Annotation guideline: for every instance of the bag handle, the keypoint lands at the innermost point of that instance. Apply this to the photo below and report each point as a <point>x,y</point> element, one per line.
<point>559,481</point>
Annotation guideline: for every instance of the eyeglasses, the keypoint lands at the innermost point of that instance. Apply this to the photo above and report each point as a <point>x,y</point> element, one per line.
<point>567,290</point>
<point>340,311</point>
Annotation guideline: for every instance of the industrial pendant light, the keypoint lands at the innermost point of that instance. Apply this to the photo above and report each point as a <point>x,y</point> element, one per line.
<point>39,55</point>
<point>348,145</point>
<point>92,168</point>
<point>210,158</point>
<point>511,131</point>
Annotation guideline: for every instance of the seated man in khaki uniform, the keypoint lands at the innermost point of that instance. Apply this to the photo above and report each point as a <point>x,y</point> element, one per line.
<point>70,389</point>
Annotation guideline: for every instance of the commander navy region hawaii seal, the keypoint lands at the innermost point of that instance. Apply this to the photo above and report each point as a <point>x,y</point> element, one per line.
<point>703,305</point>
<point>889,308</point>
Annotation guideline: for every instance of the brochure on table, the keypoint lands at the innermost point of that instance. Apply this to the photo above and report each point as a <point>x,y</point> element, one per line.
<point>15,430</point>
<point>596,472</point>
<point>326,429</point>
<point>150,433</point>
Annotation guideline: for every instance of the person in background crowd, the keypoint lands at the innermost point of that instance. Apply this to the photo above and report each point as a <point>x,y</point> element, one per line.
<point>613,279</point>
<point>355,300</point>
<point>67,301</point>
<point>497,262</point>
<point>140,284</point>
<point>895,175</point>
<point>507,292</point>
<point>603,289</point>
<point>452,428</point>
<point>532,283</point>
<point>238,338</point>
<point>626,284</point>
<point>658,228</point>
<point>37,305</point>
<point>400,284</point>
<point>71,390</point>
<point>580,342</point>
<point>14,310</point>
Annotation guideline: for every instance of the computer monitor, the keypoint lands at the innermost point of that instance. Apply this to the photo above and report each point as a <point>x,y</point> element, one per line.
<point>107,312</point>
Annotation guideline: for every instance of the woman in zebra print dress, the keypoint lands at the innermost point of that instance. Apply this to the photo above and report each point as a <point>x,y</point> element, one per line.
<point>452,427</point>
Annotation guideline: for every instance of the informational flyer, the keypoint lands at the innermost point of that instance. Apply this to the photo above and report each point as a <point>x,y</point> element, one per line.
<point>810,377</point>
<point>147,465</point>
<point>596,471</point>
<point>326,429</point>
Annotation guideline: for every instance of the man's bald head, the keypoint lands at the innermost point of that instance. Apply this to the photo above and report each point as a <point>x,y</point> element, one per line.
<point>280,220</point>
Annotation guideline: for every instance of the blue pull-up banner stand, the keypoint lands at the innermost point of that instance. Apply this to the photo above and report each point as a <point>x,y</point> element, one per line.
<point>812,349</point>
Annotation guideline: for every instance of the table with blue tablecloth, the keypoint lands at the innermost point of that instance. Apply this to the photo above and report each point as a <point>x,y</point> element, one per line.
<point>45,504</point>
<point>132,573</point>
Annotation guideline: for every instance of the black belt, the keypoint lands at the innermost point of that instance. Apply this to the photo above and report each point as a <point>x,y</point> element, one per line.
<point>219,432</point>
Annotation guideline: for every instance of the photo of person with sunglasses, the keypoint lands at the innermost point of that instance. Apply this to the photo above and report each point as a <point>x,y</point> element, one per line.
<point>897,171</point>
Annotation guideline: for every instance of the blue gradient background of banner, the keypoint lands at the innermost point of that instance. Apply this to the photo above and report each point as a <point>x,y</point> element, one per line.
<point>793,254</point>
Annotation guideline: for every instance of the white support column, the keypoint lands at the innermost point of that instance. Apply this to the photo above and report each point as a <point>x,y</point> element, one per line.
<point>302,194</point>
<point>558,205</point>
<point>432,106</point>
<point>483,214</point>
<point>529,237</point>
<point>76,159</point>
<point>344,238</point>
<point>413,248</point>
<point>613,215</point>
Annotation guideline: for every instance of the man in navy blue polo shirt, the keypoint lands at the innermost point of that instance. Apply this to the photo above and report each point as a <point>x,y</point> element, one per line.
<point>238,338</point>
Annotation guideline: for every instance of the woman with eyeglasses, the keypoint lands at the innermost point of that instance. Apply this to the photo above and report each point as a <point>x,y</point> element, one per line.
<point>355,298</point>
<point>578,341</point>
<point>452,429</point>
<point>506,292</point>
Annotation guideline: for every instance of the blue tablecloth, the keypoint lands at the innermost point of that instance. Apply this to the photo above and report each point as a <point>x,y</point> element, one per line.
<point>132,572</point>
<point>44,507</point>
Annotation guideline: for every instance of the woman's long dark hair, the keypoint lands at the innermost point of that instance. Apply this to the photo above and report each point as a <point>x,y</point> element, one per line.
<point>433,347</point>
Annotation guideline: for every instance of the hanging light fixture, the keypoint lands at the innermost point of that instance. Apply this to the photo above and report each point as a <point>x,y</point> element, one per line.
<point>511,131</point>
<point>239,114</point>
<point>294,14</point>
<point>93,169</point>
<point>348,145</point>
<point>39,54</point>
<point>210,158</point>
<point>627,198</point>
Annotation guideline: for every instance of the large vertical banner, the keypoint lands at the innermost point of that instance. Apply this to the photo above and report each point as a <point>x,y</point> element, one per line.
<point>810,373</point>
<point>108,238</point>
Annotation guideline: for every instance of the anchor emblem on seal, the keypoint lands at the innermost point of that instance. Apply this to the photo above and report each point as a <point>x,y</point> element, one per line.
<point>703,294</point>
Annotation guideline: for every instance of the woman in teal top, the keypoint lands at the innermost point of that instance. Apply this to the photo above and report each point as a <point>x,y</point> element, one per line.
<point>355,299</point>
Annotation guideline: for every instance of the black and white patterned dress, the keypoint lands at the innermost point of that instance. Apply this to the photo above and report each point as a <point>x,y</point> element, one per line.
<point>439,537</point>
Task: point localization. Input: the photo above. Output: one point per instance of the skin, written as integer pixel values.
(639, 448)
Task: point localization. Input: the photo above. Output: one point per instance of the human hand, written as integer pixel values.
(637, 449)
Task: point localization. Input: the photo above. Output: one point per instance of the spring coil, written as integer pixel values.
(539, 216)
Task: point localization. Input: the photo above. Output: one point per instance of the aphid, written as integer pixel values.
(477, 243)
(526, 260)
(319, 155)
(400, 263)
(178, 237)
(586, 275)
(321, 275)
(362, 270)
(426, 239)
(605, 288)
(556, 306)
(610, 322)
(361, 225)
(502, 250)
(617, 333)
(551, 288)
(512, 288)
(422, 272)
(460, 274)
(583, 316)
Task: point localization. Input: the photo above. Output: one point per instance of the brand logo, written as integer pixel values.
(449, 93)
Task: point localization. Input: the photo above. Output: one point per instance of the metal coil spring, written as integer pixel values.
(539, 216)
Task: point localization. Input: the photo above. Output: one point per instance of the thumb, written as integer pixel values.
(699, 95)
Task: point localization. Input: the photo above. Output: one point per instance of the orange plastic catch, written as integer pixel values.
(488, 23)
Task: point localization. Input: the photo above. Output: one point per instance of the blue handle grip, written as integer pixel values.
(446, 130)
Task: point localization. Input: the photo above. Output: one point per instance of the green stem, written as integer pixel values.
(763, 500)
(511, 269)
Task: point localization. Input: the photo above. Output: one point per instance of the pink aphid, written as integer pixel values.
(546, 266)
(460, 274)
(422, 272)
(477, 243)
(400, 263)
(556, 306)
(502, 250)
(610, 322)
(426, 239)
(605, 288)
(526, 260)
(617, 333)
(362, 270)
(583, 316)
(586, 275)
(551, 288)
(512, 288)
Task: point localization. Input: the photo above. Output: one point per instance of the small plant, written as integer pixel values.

- - - -

▸ **WORK ORDER**
Exactly reproduce the lines of the entries above, from the one containing "logo, written as integer pixel values." to the very last, and no others.

▸ **REPLY TO THE EXERCISE**
Task: point localization. Input: the photo above. Output: one point per instance of the brand logo, written as integer pixel values.
(449, 93)
Task: point localization. Input: the photo above. Output: one point per instance of the metal coil spring, written as integer pixel values.
(539, 216)
Task: point localization. Input: the photo above. Output: one point per instance of the thumb, written as integer pixel values.
(699, 95)
Task: point localization. Input: the photo above. Output: one point per instance of the orange plastic catch, written as integer pixel values.
(488, 23)
Task: point localization. Input: the photo above. Output: one point per instance of the blue handle grip, written as integer pixel values.
(446, 130)
Task: point localization. Input: the photo above. Output: one point per instance of the green stem, written as integer pixel values.
(763, 500)
(511, 269)
Task: point localization. Input: the photo above. Output: one point per instance of the pink aphid, written as integer pixel values.
(546, 266)
(460, 274)
(422, 272)
(477, 243)
(400, 263)
(556, 306)
(502, 250)
(610, 322)
(426, 239)
(605, 288)
(526, 260)
(617, 333)
(362, 270)
(583, 316)
(586, 275)
(551, 288)
(512, 288)
Task: point localization. Input: the photo above. Output: one point per instance of the small plant, written as integer pixel values.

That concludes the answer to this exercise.